**WHAT IS EXPECTED**
Could you write out, word for word, every line of the data below from the one containing "Can you spot the fingernail" down to the one containing "[[518, 167]]", both ends included, and leave the pictures out?

**Records**
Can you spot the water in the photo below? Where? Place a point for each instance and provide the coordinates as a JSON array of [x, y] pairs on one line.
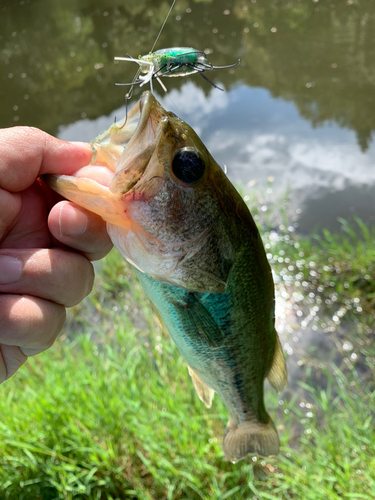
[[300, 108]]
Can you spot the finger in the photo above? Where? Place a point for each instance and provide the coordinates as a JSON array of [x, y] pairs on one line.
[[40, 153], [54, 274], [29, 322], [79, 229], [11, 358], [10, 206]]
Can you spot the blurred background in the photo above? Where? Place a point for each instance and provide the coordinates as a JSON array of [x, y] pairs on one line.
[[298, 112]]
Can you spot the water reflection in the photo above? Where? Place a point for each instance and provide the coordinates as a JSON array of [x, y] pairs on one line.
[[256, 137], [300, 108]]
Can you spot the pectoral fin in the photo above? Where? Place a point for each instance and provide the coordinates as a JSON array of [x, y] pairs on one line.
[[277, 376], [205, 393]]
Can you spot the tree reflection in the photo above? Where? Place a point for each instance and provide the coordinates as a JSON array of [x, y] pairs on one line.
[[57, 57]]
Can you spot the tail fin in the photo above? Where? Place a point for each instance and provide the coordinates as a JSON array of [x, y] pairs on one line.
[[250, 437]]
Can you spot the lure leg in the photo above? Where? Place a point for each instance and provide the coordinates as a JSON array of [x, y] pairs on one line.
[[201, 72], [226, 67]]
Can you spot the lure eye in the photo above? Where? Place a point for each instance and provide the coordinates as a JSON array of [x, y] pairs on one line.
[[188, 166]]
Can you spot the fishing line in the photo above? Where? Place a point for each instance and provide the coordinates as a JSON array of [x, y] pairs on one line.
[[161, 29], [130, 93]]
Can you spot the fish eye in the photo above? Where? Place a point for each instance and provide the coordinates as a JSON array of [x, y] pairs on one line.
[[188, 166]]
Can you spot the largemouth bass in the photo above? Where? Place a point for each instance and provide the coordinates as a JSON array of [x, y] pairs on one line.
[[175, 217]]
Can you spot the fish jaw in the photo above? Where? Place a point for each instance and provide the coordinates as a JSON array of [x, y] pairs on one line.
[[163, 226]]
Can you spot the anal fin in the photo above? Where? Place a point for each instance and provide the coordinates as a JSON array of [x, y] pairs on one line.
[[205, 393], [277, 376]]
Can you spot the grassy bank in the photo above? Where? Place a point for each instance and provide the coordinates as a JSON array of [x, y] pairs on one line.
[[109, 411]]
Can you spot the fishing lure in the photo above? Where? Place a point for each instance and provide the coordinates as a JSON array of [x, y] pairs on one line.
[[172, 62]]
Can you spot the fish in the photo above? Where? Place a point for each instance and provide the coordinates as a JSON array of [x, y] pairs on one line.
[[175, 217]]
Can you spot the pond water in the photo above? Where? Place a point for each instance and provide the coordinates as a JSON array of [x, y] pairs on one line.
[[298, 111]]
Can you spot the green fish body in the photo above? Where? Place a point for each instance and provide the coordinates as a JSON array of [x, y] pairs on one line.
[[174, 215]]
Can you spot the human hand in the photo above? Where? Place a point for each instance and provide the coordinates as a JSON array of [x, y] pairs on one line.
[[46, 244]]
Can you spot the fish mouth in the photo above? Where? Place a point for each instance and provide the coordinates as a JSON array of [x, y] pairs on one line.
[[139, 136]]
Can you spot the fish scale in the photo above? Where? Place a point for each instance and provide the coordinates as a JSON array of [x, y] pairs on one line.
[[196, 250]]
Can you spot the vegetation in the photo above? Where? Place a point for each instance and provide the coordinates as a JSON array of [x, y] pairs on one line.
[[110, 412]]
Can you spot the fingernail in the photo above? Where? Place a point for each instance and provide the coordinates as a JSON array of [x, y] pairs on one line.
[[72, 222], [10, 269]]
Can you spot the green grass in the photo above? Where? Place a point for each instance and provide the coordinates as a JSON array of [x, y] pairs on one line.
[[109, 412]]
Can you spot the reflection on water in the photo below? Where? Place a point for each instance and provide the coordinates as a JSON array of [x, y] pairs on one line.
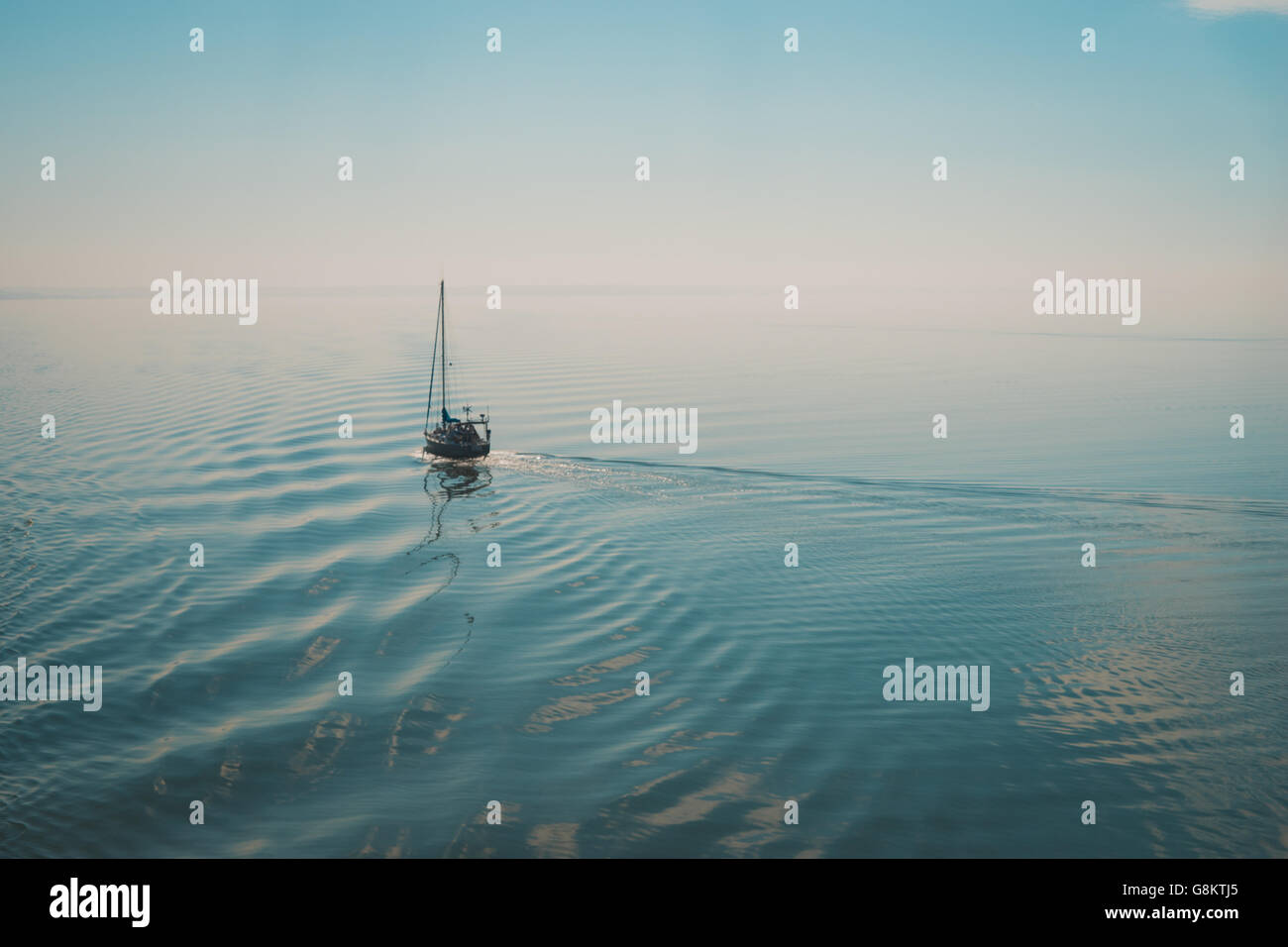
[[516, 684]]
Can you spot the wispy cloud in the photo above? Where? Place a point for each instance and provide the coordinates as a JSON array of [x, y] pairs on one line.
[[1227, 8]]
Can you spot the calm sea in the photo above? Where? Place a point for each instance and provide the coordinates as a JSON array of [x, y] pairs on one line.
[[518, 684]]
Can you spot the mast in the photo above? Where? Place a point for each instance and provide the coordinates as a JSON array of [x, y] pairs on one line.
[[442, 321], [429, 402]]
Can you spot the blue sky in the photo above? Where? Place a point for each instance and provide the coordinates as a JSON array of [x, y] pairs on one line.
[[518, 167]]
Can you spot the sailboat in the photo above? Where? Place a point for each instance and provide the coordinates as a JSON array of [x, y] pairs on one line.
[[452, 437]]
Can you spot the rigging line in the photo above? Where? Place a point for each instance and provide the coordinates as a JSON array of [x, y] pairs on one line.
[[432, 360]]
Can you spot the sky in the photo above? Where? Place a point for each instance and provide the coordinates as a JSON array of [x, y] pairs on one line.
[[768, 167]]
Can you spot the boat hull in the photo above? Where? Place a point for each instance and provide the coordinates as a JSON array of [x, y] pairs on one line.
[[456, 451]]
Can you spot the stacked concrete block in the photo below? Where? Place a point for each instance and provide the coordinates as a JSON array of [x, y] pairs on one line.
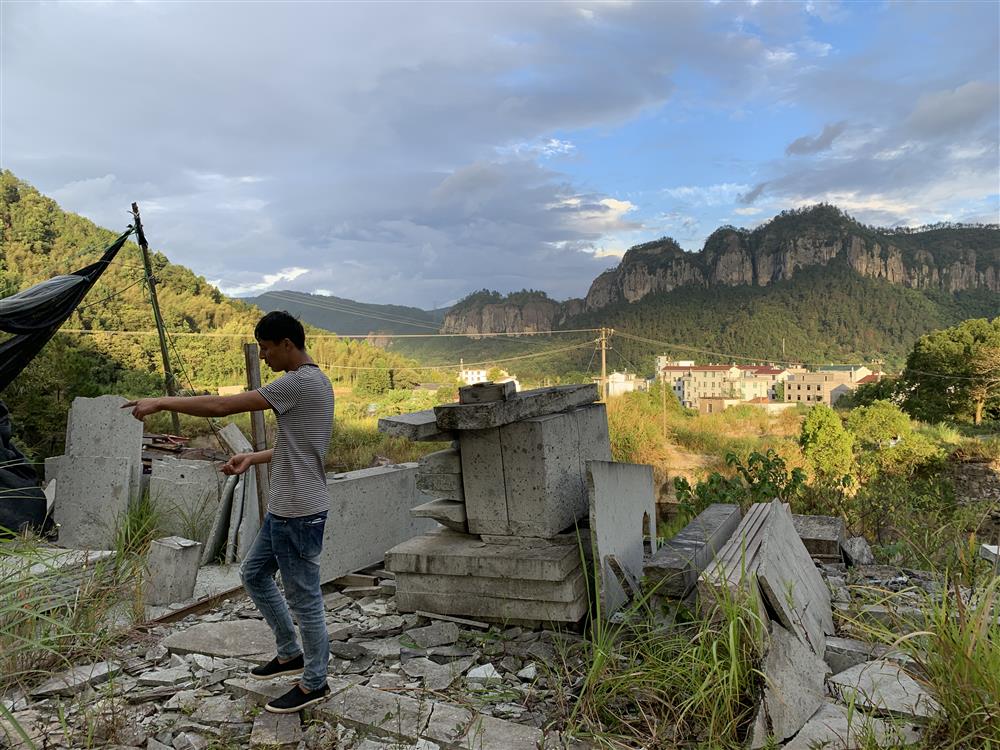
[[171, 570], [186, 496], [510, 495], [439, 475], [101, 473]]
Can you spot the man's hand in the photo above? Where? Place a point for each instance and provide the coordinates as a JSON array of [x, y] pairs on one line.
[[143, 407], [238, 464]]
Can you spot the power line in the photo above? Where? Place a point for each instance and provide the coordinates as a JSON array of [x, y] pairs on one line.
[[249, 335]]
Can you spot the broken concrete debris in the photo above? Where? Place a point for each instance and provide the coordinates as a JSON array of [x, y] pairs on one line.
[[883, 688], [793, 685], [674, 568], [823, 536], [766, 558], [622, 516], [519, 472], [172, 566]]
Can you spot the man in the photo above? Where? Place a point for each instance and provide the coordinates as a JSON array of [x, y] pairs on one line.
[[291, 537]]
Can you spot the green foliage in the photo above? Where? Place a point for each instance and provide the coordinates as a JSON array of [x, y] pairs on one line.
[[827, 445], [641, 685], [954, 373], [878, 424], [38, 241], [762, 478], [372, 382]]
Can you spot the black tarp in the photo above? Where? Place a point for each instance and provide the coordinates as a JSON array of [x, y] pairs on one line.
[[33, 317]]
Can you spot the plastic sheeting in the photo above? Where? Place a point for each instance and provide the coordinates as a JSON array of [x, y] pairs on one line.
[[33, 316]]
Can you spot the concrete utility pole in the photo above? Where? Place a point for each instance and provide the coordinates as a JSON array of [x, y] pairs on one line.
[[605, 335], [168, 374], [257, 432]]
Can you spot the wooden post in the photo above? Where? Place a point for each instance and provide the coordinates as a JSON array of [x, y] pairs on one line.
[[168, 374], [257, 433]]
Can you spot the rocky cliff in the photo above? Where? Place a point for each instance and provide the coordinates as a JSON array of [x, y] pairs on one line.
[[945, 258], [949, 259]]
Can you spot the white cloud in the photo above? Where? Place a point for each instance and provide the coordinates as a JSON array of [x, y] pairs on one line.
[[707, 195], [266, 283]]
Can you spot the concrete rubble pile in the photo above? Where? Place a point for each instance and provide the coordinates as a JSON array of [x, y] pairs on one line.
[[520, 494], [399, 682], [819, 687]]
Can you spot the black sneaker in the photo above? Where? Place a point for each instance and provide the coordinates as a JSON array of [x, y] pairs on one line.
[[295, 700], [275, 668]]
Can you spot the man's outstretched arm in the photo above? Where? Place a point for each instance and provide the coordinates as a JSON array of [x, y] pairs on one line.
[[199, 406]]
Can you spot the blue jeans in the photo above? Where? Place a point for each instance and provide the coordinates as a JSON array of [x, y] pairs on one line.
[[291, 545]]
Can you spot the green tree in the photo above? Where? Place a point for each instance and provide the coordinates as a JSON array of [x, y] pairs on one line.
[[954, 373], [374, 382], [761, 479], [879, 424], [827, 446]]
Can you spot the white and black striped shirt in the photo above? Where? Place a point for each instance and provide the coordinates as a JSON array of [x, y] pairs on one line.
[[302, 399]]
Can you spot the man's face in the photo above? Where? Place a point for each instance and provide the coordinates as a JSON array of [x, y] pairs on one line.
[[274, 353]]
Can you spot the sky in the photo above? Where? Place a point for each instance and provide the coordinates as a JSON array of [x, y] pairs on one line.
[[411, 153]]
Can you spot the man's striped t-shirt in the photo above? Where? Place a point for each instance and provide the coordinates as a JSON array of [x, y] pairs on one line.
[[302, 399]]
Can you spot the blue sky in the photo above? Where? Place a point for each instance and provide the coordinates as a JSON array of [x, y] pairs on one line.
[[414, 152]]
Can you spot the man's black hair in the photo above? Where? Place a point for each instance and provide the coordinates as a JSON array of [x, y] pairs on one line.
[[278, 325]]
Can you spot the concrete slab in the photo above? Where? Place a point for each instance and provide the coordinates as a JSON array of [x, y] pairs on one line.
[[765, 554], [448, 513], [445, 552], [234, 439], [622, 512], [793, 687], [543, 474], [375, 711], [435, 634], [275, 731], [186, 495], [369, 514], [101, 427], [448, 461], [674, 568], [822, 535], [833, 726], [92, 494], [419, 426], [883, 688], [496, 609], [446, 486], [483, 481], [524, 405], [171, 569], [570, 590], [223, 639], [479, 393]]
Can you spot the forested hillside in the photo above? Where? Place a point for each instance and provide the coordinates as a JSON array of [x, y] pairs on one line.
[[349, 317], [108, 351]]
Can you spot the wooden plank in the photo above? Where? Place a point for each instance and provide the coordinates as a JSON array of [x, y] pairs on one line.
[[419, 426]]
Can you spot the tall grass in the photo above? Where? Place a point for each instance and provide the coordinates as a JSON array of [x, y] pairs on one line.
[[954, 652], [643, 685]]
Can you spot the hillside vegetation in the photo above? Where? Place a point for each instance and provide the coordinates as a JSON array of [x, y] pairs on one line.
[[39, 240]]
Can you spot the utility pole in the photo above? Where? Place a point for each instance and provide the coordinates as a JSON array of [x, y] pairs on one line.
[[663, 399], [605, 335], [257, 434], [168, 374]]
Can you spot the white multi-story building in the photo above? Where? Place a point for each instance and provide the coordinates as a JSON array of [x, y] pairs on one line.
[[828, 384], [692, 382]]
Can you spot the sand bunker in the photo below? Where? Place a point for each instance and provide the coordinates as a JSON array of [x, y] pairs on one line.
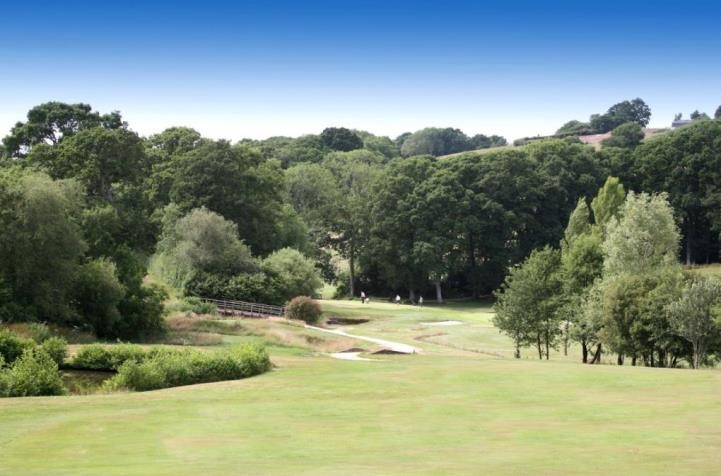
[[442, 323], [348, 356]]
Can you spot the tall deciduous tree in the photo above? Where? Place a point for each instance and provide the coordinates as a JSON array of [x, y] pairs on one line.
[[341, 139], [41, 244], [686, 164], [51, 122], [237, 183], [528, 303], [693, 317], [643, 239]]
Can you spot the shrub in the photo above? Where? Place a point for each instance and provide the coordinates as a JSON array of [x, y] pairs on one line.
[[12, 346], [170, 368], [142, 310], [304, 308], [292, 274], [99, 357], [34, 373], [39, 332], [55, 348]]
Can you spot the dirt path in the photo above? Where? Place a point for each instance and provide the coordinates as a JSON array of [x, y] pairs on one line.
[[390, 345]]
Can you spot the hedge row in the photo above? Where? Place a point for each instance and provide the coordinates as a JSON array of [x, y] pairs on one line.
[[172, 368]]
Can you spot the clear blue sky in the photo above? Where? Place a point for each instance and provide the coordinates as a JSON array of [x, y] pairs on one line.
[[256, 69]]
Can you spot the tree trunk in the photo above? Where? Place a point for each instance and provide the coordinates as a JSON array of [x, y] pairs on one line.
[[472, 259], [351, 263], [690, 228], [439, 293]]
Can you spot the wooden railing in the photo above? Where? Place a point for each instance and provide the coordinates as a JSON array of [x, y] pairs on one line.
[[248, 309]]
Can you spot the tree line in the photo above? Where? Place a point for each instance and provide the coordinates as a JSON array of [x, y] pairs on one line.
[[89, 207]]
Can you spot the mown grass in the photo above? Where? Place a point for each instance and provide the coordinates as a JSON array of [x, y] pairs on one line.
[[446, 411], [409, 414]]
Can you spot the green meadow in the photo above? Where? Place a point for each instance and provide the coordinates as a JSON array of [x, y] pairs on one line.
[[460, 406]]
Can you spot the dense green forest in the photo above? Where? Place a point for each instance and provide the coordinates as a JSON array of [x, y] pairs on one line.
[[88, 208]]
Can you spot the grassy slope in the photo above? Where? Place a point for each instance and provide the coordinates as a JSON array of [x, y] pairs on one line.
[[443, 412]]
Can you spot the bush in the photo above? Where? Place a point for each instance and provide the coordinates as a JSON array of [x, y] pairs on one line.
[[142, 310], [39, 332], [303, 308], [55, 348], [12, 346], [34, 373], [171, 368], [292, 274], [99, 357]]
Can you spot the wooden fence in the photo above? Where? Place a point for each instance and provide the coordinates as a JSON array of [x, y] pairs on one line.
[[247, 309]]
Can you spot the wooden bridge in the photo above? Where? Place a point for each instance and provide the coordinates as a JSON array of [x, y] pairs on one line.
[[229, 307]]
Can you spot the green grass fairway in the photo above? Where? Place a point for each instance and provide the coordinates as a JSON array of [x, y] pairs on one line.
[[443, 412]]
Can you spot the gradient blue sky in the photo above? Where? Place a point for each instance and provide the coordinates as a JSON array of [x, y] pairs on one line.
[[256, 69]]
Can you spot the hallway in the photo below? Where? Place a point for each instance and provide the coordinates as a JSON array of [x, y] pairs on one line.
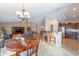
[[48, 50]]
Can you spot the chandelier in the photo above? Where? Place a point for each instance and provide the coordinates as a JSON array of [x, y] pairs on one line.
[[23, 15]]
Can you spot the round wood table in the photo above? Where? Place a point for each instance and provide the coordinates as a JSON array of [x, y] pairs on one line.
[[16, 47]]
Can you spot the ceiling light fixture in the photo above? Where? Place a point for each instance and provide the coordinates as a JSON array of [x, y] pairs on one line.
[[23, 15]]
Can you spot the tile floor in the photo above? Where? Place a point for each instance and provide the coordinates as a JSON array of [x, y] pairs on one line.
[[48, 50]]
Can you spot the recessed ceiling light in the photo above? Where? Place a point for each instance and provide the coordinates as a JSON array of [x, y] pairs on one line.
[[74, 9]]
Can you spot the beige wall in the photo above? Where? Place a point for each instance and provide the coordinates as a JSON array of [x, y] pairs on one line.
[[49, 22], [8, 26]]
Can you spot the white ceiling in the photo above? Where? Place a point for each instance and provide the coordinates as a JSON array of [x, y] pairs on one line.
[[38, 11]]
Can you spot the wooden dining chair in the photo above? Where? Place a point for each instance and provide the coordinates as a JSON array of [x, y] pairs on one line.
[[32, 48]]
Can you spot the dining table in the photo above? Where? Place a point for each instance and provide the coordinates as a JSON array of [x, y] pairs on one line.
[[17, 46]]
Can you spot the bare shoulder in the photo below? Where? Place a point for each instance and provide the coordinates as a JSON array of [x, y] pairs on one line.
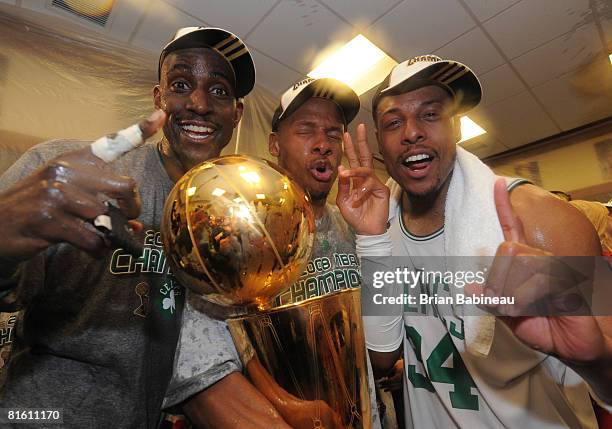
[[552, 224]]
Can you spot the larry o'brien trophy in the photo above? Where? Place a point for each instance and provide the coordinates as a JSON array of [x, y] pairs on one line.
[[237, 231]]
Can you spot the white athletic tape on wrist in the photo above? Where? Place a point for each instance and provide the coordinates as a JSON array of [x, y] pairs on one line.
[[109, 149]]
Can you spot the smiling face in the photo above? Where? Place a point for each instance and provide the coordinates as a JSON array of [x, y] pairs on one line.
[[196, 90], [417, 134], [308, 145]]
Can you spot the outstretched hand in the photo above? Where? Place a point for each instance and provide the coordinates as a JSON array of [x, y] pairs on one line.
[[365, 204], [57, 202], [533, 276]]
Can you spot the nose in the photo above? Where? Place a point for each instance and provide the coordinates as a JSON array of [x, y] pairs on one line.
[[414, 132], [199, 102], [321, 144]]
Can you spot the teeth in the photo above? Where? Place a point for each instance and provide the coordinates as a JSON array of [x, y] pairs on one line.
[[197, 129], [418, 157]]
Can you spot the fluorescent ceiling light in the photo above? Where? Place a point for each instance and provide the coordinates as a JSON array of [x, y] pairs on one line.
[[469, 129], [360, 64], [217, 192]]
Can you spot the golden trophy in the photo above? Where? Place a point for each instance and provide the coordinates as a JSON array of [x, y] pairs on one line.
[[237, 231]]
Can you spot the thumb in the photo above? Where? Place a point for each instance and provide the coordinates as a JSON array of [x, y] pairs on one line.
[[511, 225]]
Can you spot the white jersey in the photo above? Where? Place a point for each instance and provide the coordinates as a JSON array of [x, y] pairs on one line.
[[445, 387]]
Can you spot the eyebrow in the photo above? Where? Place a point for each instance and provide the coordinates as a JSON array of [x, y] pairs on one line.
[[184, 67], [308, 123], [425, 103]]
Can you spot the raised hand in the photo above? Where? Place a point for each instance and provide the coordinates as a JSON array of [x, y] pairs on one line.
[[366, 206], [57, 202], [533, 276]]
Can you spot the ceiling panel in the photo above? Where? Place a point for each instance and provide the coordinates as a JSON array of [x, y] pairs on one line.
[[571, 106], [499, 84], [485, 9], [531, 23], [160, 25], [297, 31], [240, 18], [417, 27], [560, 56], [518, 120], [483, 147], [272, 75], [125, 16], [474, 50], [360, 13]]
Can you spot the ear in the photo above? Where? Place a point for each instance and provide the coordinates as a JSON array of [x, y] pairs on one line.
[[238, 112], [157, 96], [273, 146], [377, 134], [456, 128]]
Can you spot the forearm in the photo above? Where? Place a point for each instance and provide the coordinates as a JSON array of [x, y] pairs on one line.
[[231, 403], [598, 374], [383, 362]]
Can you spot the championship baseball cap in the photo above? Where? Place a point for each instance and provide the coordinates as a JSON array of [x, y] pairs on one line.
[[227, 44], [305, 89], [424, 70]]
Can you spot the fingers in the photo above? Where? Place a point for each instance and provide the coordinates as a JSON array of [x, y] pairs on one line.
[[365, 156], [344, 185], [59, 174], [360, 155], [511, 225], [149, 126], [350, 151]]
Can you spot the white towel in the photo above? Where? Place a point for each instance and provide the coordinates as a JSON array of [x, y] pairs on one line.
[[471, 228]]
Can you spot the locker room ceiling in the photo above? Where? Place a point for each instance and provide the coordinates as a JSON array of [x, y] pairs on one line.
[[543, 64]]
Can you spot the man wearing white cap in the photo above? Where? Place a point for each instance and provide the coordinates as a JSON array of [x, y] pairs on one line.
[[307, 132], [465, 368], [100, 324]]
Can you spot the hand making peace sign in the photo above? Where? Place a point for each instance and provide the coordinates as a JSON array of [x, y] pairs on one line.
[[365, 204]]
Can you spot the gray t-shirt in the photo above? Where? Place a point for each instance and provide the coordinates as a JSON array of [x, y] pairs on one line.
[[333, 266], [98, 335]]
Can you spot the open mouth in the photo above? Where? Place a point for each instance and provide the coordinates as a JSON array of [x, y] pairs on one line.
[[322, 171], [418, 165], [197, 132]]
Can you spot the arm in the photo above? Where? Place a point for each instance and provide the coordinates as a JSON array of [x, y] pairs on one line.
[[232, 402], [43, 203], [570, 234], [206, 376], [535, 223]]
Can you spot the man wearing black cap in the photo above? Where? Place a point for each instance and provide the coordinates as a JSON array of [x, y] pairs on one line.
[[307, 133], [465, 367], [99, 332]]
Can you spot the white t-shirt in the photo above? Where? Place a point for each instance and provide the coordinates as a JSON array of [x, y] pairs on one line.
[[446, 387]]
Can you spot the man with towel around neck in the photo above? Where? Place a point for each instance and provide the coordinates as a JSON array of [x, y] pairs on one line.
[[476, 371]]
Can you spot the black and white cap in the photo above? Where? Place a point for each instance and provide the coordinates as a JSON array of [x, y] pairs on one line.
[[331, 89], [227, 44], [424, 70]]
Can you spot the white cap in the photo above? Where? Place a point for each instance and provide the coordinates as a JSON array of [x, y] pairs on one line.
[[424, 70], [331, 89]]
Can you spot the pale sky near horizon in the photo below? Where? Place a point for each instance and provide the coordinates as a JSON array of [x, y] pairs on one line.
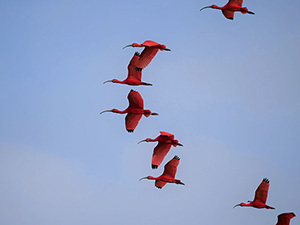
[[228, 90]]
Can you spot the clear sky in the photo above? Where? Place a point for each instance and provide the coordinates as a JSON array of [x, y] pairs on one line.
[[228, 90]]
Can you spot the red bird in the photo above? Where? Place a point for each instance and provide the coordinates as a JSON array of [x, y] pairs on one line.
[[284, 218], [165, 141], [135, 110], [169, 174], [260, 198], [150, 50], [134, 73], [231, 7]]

**EXPECTED ANSWER**
Can you spot the fingernail in the photo above? Where? Place a point for each instance and provide the coordinates as a JSON array of [x, y] pairs on one line.
[[72, 222], [10, 269]]
Can you spot the green grass in the photo above? Where? Place a point for each instance and provide the coordinates as a JSON array of [x, y] pairs on one line.
[[109, 412]]
Can you spot the reflection on water in the photo below? Where? Place a point for each instance and provide the coordinates as a JSON array of [x, y] pairs on one line.
[[516, 684]]
Can you spot the wispy cloud in the photo above? Where? Place a point for each instance and provide the coordinates as a JSON array of [x, y] pairs on one line.
[[1227, 8]]
Can you spot the calm sea in the photo above? Where? Place a point for each instance and provide the coordinates as a JSON array of [x, y] pairs on one line.
[[518, 684]]
Can you spot the mast in the photo above? Where? Place a point for each instance and provide the coordinates as a JSON array of [x, y] pairs on one line.
[[442, 321], [429, 402]]
Can you spot the blue sky in the photo above? Where? Place a point for each instance and provide the coordinates as a JSON array of [x, y] pairs on one line.
[[518, 167]]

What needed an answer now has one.